Task prompt:
Answer the following questions using the RTGMFF overview below.
1. How many distinct regions of interest does the overview say the brain has?
2. What patient details does the Translator add to the story it generates?
3. What did previous AI models miss by seeing only where activity was happening?

--- Document excerpt Enclosed Below ---

RTGMFF: Enhanced fMRI-based Brain Disorder Diagnosis via ROI-driven Text Generation and Multimodal Feature Fusion

Imagine your brain is a massive, bustling city with 116 distinct neighborhoods (the Regions of Interest, or ROIs). In a healthy city, traffic flows smoothly, and the neighborhoods talk to each other in a coordinated rhythm. In a city with a disorder like ADHD or Autism, the traffic lights might be broken, some neighborhoods are screaming while others are silent, and the connections between them are chaotic.

For a long time, doctors and AI have tried to diagnose these "brain cities" by looking at the raw traffic data (fMRI scans). But this data is messy, noisy, and hard to read. It's like trying to understand a city's problems by staring at a million raw numbers on a spreadsheet without any context.

The paper you shared introduces RTGMFF, a new "Brain Detective" system that solves this problem in three clever ways. Think of it as a team of three specialists working together:

1. The Translator: Turning Data into a Story (ROI-driven Text Generation)

The Problem: Computers are great at math but bad at "feeling" the story behind the numbers. Most AI models just look at the raw brain scan numbers and try to guess the disease. They miss the context. Also, doctors love reading reports, not spreadsheets.

The Solution: The first part of RTGMFF is a Translator.

It looks at the activity in each of the 116 brain neighborhoods.
Instead of just keeping the numbers, it converts them into simple, readable English sentences.
Analogy: Imagine a translator who looks at a chaotic traffic report and writes a clear sentence: "The downtown district (Frontal Lobe) is in a panic (high activity), while the library (Temporal Lobe) is asleep (low activity)."
It also adds the patient's age and gender to the story, because a 10-year-old's brain behaves differently than a 40-year-old's.
Why it helps: By turning complex data into a "story," the AI can understand the meaning of the brain activity, not just the math.

2. The Super-Scout: Seeing the City in 4D (Hybrid Frequency-Spatial Encoder)

The Problem: Previous AI models were like cameras that only took photos. They saw where things were happening (spatial) but missed how the activity was vibrating or changing over time (frequency). It's like trying to understand a song by looking at a photo of the sheet music; you miss the rhythm and the melody.

The Solution: The second part is a Super-Scout with special glasses.

--- End of Enclosed Document excerpt ---
--- Recorded data Enclosed Below ---

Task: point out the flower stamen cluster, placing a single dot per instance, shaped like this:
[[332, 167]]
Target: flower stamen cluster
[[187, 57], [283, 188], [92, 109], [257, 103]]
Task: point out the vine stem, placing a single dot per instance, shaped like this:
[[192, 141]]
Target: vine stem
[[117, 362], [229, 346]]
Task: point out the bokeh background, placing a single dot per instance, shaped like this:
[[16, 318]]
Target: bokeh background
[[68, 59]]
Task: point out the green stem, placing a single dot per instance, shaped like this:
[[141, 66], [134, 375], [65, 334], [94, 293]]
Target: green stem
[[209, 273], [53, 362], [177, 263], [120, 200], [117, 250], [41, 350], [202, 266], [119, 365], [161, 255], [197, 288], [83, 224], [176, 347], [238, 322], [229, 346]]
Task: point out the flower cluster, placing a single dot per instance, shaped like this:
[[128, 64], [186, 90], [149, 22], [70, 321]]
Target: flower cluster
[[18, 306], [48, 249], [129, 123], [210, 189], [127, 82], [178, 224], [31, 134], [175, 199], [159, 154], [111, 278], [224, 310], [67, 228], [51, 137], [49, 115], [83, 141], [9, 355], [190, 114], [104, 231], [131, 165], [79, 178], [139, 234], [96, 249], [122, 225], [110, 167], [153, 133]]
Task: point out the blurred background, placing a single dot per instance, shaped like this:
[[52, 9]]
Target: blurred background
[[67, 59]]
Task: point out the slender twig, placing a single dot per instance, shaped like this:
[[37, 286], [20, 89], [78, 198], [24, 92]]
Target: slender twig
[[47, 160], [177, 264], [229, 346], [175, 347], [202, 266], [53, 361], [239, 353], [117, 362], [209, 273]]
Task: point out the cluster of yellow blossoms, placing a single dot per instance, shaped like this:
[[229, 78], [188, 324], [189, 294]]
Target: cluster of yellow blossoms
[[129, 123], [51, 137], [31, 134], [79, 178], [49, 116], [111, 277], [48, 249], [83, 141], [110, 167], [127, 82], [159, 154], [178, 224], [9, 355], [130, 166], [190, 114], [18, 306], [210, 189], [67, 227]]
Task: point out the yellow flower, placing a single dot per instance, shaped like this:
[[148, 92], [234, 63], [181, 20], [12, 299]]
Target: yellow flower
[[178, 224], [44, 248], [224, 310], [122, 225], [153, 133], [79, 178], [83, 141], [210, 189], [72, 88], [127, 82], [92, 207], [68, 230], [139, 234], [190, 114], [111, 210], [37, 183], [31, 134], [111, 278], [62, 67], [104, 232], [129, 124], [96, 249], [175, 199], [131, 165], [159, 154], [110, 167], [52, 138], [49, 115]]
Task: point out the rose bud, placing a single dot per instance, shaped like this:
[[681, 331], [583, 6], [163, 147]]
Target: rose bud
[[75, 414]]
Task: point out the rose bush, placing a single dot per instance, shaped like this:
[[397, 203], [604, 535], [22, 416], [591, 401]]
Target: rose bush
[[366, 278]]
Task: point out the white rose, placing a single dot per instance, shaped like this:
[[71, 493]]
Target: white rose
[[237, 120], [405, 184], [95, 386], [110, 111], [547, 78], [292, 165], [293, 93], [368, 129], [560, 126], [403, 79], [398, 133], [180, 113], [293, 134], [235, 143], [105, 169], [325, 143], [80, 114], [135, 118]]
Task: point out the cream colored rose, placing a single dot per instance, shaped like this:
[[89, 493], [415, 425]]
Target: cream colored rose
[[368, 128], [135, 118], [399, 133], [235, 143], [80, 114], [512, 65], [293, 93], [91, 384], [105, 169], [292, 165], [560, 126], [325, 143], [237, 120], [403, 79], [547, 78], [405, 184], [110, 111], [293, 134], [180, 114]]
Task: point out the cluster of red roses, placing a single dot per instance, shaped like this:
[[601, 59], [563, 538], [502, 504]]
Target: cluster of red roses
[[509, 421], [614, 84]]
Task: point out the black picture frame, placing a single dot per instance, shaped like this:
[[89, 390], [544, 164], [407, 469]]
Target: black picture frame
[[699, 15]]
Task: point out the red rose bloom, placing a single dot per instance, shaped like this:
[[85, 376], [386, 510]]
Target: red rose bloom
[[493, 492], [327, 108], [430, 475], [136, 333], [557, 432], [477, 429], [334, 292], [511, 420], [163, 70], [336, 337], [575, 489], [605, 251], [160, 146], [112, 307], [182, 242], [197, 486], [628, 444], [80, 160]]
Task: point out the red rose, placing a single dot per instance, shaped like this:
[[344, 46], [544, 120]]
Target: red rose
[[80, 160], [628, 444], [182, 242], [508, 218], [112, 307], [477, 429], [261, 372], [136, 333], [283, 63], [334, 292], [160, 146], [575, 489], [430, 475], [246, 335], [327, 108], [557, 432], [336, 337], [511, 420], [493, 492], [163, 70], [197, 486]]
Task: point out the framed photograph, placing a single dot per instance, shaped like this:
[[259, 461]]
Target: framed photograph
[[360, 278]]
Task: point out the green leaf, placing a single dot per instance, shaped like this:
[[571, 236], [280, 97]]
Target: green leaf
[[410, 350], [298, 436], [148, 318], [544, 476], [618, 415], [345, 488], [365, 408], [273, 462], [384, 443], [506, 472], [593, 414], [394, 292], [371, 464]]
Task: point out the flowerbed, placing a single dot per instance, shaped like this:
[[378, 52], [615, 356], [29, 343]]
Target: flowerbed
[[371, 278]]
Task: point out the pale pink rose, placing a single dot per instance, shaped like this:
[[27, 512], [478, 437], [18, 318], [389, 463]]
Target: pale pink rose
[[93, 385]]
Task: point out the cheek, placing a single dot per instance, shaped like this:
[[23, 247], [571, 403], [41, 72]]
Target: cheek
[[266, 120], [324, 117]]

--- End of Enclosed Recorded data ---

Your response:
1. 116.
2. The patient's age and gender.
3. How the activity was vibrating or changing over time (frequency).